:: Data extract ::

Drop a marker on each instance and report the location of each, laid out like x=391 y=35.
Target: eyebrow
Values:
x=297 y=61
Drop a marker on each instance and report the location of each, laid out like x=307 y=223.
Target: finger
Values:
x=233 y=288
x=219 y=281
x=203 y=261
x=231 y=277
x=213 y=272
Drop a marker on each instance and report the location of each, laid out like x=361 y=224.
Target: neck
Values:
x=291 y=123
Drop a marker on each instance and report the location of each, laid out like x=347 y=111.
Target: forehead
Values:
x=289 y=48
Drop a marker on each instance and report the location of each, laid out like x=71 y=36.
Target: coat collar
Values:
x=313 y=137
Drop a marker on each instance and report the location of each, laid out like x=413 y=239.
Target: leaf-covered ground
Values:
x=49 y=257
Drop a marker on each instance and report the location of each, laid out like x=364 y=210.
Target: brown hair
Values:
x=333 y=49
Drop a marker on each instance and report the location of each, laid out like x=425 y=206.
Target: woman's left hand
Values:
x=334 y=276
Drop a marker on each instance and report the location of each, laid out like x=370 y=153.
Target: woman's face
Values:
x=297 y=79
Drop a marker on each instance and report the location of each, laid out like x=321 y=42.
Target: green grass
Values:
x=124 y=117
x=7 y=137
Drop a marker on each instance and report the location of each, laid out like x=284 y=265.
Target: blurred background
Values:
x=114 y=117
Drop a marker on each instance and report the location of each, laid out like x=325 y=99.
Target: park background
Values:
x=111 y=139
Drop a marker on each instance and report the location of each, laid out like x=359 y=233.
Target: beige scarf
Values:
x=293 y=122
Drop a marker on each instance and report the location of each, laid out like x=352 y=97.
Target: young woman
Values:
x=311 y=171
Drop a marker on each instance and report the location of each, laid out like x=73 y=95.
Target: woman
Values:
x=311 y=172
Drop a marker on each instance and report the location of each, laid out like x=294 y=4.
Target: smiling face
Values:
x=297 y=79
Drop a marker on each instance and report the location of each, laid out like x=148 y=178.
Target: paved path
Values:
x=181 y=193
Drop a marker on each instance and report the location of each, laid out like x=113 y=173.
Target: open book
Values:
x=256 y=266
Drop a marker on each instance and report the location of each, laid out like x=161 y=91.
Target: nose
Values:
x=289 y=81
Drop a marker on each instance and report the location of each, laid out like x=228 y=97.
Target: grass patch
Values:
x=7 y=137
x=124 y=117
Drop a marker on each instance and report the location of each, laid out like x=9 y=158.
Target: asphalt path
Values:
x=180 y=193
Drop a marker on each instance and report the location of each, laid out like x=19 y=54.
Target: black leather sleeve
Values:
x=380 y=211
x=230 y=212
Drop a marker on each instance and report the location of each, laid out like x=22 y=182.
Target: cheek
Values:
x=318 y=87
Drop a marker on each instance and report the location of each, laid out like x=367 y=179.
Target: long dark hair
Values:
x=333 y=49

:::

- _Do this_: Reproduce the records from the line containing "like x=9 y=158." through the end of the records, requests included, adding 83 to every number in the point coordinates. Keep the format samples in the requests as they are.

- _Exercise answer_:
Drop a marker on each instance and report the location of each, laid out like x=9 y=158.
Target: asphalt path
Values:
x=263 y=276
Drop a marker on each instance and report the location of each, laid out like x=19 y=54.
Target: black leather sleeve
Values:
x=463 y=294
x=313 y=295
Drop a marker on each instance and report the location of each, laid out like x=22 y=182.
Target: cheek
Values:
x=401 y=170
Drop a marker on each instance and report the location of each, laid out like x=367 y=179.
Target: long dark hair
Values:
x=416 y=132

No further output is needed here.